Extract:

=======

Orland Square (also referred to as Orland Square Mall) is a shopping mall located in Orland Park, Illinois. It is the largest mall in the Chicago Southland, the south and southwest suburbs of Chicago, covering an area of . It opened on March 15, 1976 and received major renovations in 1995.  Its anchor stores are JCPenney, Macy's and Von Maur. It also has two restaurants, Cheesecake Factory and Texas de Brazil.

The mall has been a hub for commercial activity and development, driving dramatic growth in the surrounding area for the past 20 years.  It serves as a major retail destination for the communities of Frankfort, Homer Glen, Mokena, New Lenox, Oak Forest, Orland Hills, Orland Park, and Tinley Park.

History
Orland Square opened on March 15, 1976 with JCPenney, Marshall Field's, Sears and Carson's.

In 1989, Ruby Tuesday would open on the upper level by Marshall Field's.

On July 21, 1994, a fire destroyed the Buy The Weigh candy store. The next year, Orland Square would undergo a remodel.

On September 12, 2002, Hot Topic, which is located near JCPenney, opened to customers, six days before Woodfield Mall in Schaumburg opened. In 2006, Macy's took control of the Marshall Field's location upon being purchased from Federated Department Stores and May Company. 

H&M opened in the Sears wing on November 12, 2004.

Half Price Books opened outside the mall on May 13, 2010. After 22 years of operation, Ruby Tuesday would officially close in December 2011.

=======

Data entries:
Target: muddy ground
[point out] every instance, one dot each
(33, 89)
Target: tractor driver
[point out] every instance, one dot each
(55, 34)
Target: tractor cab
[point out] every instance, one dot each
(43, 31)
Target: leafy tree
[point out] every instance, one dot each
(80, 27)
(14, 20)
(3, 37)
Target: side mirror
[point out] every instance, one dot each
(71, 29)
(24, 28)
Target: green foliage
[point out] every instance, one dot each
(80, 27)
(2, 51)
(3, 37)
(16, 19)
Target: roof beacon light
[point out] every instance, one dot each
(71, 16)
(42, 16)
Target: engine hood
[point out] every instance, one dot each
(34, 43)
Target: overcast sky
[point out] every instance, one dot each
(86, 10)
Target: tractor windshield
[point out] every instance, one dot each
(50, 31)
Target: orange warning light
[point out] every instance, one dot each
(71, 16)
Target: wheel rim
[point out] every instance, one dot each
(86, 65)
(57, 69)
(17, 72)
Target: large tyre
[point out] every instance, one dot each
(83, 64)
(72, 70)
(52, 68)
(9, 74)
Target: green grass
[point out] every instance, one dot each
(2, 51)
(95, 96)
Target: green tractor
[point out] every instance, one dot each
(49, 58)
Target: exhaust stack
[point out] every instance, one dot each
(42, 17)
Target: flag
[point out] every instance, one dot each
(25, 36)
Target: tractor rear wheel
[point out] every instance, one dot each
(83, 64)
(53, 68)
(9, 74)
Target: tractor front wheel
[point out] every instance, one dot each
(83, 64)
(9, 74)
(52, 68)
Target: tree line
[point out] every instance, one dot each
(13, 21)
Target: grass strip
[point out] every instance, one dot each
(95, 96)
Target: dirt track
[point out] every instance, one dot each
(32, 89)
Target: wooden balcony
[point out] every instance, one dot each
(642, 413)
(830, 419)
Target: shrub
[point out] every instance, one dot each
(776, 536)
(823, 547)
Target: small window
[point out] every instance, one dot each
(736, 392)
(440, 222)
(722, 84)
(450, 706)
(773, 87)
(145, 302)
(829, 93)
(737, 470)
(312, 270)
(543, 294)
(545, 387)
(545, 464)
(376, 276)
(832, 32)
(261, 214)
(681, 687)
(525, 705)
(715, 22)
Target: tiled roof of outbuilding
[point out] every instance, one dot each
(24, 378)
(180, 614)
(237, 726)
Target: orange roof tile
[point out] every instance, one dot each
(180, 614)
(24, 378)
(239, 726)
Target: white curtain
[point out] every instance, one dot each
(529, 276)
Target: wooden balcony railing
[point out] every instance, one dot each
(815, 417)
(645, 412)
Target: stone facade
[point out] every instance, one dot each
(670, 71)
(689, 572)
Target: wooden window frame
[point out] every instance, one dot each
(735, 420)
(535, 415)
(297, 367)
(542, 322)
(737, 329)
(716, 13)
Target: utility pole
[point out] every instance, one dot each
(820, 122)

=======

Work instructions:
**a.** In the Orland Square piece, on what date did the mall open?
**b.** Quote the Orland Square piece from "In 1989, Ruby" to "and May Company.".
The records stand apart from the Orland Square piece.

Solutions to the problems:
**a.** March 15, 1976.

**b.**
In 1989, Ruby Tuesday would open on the upper level by Marshall Field's.

On July 21, 1994, a fire destroyed the Buy The Weigh candy store. The next year, Orland Square would undergo a remodel.

On September 12, 2002, Hot Topic, which is located near JCPenney, opened to customers, six days before Woodfield Mall in Schaumburg opened. In 2006, Macy's took control of the Marshall Field's location upon being purchased from Federated Department Stores and May Company.